**Stated task**. Turn the lines below into a Markdown table with the columns Row and Line, giving each line its row number and skipping blank lines. Leave the pictures out.

-------- Material to process

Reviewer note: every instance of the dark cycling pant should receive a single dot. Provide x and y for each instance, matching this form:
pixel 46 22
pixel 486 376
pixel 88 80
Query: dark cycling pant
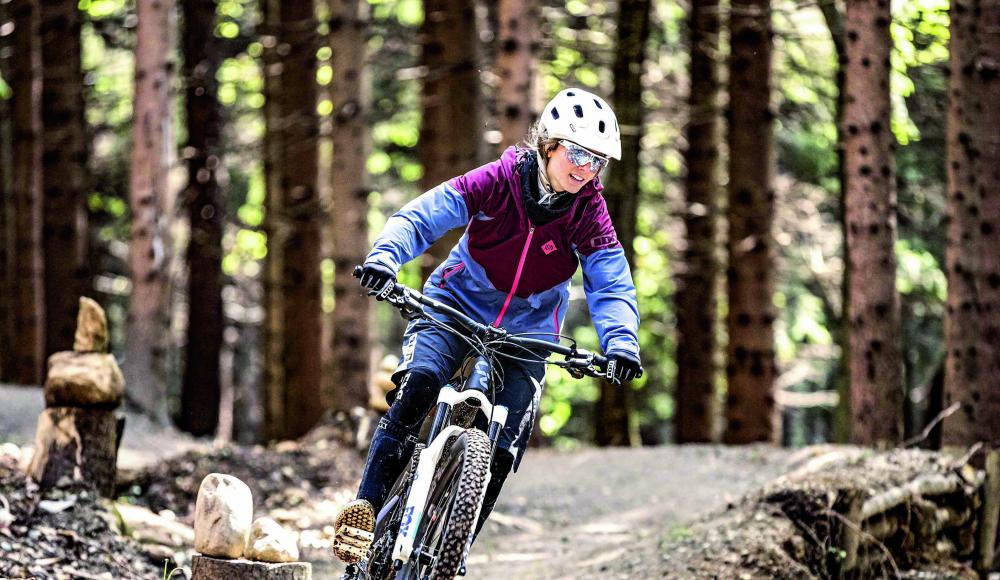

----------------

**Task result**.
| Row | Line |
|---|---|
| 1 | Reviewer note: every instance of the dark cycling pant should receive a single dot. Provide x and y for each instance, matching this form: |
| 2 | pixel 46 22 |
| 3 | pixel 486 376 |
| 4 | pixel 88 80 |
| 5 | Query: dark cycling pant |